Items from a data source
################

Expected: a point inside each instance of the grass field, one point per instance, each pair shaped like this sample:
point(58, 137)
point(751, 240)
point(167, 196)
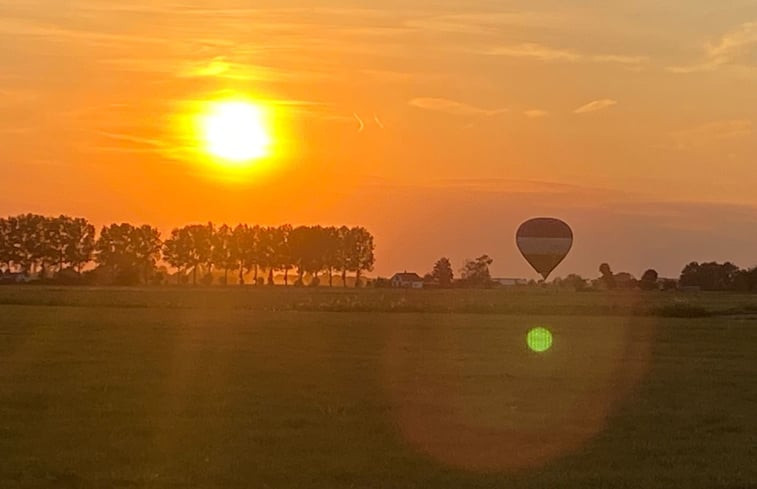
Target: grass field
point(246, 388)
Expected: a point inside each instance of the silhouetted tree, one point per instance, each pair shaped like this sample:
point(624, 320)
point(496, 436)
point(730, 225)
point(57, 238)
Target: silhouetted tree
point(442, 273)
point(709, 276)
point(225, 251)
point(189, 247)
point(649, 280)
point(746, 280)
point(130, 252)
point(476, 273)
point(608, 278)
point(360, 252)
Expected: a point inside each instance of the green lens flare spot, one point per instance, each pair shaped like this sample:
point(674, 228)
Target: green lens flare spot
point(539, 340)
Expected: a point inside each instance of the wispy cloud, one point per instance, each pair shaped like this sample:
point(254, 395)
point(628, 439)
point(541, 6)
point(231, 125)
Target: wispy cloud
point(595, 106)
point(712, 132)
point(535, 113)
point(453, 107)
point(735, 48)
point(544, 53)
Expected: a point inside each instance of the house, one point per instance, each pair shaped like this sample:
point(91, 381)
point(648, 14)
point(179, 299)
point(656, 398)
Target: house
point(407, 280)
point(15, 278)
point(510, 282)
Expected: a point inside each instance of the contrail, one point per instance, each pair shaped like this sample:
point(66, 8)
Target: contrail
point(360, 121)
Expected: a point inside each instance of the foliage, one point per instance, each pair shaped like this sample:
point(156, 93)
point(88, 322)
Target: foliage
point(709, 276)
point(476, 273)
point(442, 273)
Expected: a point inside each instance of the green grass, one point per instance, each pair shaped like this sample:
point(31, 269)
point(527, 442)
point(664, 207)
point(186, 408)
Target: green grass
point(269, 388)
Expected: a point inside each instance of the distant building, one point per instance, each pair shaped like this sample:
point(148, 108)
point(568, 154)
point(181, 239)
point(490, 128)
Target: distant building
point(15, 278)
point(407, 280)
point(510, 282)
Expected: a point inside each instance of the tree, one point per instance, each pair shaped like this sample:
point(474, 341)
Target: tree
point(301, 247)
point(361, 252)
point(476, 273)
point(331, 252)
point(649, 280)
point(443, 273)
point(190, 247)
point(225, 251)
point(608, 278)
point(342, 262)
point(746, 280)
point(709, 276)
point(130, 253)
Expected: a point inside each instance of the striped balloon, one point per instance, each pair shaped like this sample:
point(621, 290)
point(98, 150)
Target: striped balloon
point(544, 243)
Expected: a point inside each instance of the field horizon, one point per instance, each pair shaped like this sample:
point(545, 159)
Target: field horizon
point(181, 387)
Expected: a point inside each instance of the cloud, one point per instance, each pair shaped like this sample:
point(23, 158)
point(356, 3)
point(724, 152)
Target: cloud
point(535, 113)
point(453, 107)
point(711, 133)
point(595, 106)
point(544, 53)
point(735, 48)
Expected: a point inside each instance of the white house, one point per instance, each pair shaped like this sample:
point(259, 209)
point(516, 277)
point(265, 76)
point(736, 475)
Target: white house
point(510, 282)
point(407, 280)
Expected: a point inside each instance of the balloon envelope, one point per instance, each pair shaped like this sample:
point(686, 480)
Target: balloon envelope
point(544, 243)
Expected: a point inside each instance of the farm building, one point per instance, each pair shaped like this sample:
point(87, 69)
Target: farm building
point(407, 280)
point(510, 282)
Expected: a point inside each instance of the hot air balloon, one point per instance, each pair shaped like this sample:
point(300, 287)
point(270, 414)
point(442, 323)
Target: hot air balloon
point(544, 243)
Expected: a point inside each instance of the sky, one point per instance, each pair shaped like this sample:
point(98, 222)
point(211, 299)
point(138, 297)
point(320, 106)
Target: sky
point(440, 126)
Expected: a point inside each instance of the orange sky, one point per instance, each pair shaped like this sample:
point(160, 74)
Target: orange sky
point(635, 122)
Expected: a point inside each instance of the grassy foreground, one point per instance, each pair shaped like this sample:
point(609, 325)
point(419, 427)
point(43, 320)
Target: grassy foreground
point(276, 389)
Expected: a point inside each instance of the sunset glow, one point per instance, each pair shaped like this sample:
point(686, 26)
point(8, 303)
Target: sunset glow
point(235, 132)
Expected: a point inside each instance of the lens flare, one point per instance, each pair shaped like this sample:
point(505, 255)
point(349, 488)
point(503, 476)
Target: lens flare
point(539, 340)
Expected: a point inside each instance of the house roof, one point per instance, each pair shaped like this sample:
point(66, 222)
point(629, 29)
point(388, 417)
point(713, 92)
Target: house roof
point(407, 277)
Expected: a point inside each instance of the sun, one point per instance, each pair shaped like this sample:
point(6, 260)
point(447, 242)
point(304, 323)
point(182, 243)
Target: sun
point(235, 132)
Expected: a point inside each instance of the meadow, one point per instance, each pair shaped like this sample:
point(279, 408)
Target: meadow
point(272, 388)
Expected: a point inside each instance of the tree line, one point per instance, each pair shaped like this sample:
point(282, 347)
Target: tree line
point(68, 249)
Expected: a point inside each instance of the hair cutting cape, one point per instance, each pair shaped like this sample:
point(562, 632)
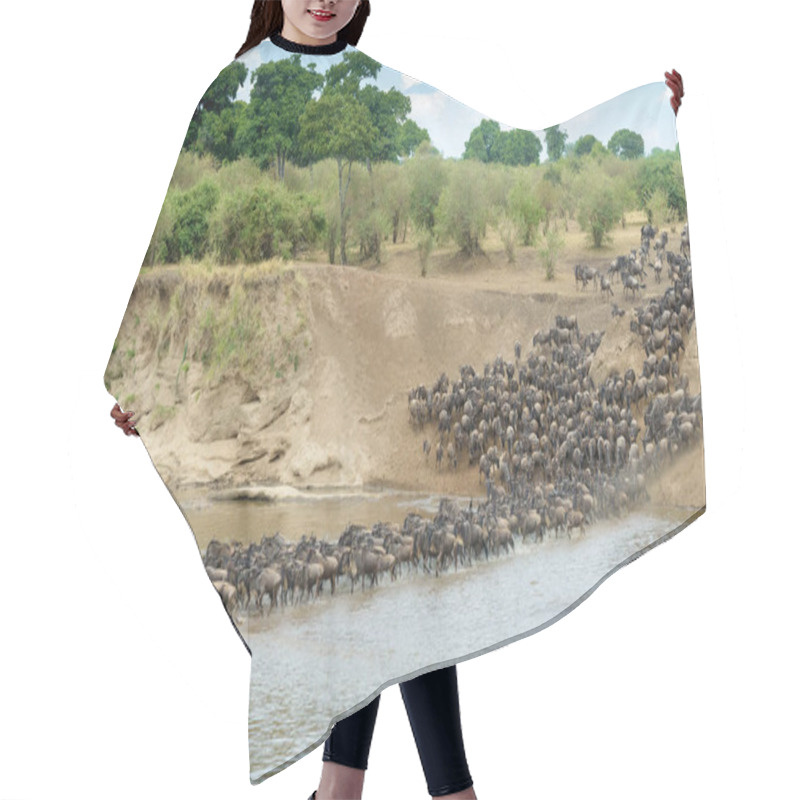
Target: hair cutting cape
point(419, 382)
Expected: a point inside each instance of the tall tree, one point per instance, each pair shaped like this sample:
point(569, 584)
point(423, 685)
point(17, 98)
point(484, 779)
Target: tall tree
point(281, 91)
point(338, 126)
point(480, 145)
point(626, 144)
point(517, 147)
point(217, 98)
point(556, 140)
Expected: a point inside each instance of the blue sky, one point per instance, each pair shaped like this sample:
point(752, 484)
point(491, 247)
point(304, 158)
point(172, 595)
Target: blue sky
point(645, 109)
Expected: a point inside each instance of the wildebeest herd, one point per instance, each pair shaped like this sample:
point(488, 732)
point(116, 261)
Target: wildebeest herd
point(554, 451)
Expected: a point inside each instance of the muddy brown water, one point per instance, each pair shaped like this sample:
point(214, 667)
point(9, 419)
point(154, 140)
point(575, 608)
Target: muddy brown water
point(321, 660)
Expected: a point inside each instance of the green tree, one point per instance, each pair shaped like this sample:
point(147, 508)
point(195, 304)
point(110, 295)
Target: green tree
point(662, 171)
point(427, 178)
point(281, 90)
point(626, 144)
point(599, 204)
point(480, 144)
point(556, 141)
point(525, 208)
point(338, 126)
point(517, 147)
point(463, 211)
point(217, 134)
point(217, 98)
point(585, 144)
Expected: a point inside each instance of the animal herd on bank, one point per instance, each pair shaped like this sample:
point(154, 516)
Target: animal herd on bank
point(554, 451)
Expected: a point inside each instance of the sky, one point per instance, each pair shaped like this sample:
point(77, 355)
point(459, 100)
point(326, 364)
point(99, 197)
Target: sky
point(644, 109)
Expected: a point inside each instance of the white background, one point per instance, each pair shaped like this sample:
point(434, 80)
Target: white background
point(119, 675)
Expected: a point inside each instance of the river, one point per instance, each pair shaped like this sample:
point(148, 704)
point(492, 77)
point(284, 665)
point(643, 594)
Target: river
point(325, 659)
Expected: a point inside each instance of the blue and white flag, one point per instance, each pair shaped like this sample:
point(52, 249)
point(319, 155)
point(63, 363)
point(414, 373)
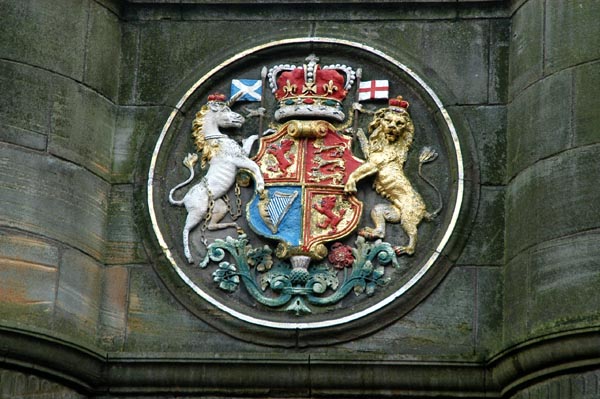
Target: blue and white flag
point(251, 89)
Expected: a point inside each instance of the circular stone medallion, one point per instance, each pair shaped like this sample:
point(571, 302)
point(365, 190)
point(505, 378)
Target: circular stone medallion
point(307, 185)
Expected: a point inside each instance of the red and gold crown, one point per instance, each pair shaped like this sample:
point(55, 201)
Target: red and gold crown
point(310, 90)
point(398, 104)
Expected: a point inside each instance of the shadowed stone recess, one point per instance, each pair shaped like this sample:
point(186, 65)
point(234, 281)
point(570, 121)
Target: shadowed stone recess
point(53, 198)
point(539, 122)
point(83, 124)
point(526, 46)
point(572, 33)
point(28, 275)
point(45, 34)
point(536, 213)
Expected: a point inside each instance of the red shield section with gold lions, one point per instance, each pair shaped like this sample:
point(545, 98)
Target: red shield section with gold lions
point(305, 166)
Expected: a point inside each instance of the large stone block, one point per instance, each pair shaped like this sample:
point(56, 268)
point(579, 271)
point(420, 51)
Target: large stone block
point(24, 105)
point(28, 274)
point(442, 326)
point(489, 313)
point(166, 71)
point(572, 33)
point(488, 124)
point(78, 297)
point(486, 242)
point(103, 51)
point(516, 299)
point(17, 385)
point(564, 278)
point(499, 48)
point(526, 46)
point(552, 199)
point(135, 126)
point(539, 122)
point(83, 124)
point(587, 103)
point(154, 312)
point(47, 34)
point(123, 243)
point(113, 307)
point(454, 53)
point(53, 198)
point(578, 385)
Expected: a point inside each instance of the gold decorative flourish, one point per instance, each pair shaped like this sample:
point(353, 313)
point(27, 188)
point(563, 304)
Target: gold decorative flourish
point(289, 89)
point(329, 88)
point(308, 129)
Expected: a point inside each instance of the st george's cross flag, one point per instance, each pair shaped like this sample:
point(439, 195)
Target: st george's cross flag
point(373, 89)
point(251, 89)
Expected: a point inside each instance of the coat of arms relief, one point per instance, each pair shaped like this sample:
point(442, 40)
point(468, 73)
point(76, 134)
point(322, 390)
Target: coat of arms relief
point(307, 193)
point(305, 175)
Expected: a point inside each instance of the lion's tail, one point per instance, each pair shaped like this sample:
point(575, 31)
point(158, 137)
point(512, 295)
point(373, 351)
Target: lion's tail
point(428, 154)
point(189, 161)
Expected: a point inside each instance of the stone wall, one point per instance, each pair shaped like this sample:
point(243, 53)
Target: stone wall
point(86, 87)
point(552, 220)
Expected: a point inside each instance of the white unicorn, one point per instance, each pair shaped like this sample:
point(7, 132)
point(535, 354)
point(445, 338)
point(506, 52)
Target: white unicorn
point(224, 156)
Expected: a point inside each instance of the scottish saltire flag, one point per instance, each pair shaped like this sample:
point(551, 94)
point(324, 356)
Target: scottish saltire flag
point(373, 89)
point(251, 89)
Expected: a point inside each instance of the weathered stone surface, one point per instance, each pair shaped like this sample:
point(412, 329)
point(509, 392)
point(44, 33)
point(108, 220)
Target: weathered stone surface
point(153, 312)
point(564, 279)
point(130, 41)
point(579, 385)
point(488, 126)
point(113, 308)
point(53, 198)
point(28, 274)
point(168, 74)
point(83, 124)
point(554, 198)
point(526, 46)
point(587, 103)
point(46, 34)
point(572, 33)
point(486, 243)
point(123, 245)
point(24, 116)
point(17, 385)
point(134, 126)
point(78, 296)
point(489, 311)
point(539, 122)
point(296, 11)
point(440, 327)
point(499, 48)
point(456, 52)
point(103, 50)
point(515, 300)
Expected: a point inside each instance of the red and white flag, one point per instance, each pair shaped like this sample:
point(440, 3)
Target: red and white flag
point(373, 89)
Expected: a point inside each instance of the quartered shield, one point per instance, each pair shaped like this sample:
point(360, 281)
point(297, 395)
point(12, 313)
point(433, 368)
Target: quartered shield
point(305, 165)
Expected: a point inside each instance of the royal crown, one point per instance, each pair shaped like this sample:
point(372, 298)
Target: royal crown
point(310, 90)
point(398, 104)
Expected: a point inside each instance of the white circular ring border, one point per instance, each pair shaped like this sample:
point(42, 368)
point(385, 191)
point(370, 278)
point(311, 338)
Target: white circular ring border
point(341, 320)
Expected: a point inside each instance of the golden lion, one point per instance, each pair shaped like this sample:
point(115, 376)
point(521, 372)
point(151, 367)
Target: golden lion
point(391, 135)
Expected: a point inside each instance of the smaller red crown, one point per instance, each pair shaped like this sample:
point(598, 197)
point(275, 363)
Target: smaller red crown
point(219, 97)
point(398, 102)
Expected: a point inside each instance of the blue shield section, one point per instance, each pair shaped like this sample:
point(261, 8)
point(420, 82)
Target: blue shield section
point(283, 213)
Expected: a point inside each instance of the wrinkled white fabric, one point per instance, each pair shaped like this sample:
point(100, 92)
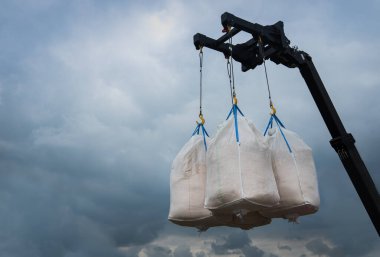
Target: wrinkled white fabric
point(239, 177)
point(187, 187)
point(295, 176)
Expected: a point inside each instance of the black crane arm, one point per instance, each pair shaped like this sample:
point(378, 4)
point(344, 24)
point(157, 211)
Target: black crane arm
point(270, 42)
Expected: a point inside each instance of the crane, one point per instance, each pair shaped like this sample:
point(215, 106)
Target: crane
point(270, 42)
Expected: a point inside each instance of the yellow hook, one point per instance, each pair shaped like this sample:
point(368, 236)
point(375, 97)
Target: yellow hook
point(202, 119)
point(235, 100)
point(272, 109)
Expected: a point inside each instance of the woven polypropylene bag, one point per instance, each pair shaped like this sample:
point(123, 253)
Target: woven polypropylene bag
point(239, 176)
point(187, 187)
point(295, 175)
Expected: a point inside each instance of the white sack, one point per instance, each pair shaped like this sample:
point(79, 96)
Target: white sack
point(187, 187)
point(239, 177)
point(295, 175)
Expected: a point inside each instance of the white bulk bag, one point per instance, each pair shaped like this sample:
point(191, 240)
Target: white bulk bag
point(295, 175)
point(239, 177)
point(187, 187)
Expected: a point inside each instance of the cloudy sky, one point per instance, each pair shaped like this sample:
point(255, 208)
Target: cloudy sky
point(97, 97)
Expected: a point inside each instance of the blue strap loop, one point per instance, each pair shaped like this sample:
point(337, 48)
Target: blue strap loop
point(204, 133)
point(280, 126)
point(235, 110)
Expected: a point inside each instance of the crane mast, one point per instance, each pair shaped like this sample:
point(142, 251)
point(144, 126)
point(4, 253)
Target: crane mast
point(270, 42)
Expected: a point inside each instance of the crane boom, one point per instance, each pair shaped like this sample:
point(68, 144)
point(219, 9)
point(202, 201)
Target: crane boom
point(270, 42)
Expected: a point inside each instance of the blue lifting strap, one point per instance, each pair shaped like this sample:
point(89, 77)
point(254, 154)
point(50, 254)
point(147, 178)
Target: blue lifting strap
point(235, 109)
point(279, 124)
point(204, 133)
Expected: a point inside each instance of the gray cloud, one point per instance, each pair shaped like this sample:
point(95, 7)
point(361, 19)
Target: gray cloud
point(157, 251)
point(182, 251)
point(201, 254)
point(284, 247)
point(238, 242)
point(318, 247)
point(96, 98)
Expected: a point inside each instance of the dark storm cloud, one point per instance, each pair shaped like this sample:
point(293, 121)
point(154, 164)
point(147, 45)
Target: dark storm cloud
point(284, 247)
point(157, 251)
point(201, 254)
point(96, 99)
point(318, 247)
point(238, 242)
point(182, 251)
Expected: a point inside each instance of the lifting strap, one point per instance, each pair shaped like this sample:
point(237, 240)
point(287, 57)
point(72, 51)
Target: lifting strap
point(235, 109)
point(200, 125)
point(273, 110)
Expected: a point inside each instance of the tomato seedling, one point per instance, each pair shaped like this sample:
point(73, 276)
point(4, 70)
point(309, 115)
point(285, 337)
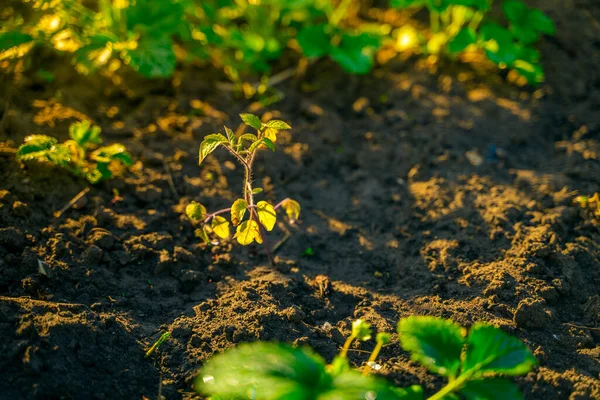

################

**WHAT NEEDS TO BE DONE:**
Repeat the part of the listing that opens with the line containing "Expected: a point inside each instance of the wrinkled" and closes with the line containing "point(272, 109)", both lines included. Leave the pictures out.

**RIGHT ANSWER:**
Expected: a point inside each instance of the wrinkled white fabric, one point per instance, each pair shaped like this sample:
point(100, 92)
Target: wrinkled white fabric
point(239, 177)
point(187, 187)
point(295, 176)
Expected: a point inside each instance of the black crane arm, one point per instance, each pair shaped like this sample:
point(378, 4)
point(344, 24)
point(157, 211)
Target: black crane arm
point(270, 42)
Expected: a point inside each instance of the crane, one point per instance, each pair shaped like this sample:
point(215, 106)
Target: crane
point(270, 42)
Expected: a point inside each instance of the yellow hook, one point per instance, each pair shaped like this sample:
point(368, 236)
point(375, 97)
Target: yellow hook
point(202, 119)
point(235, 100)
point(272, 109)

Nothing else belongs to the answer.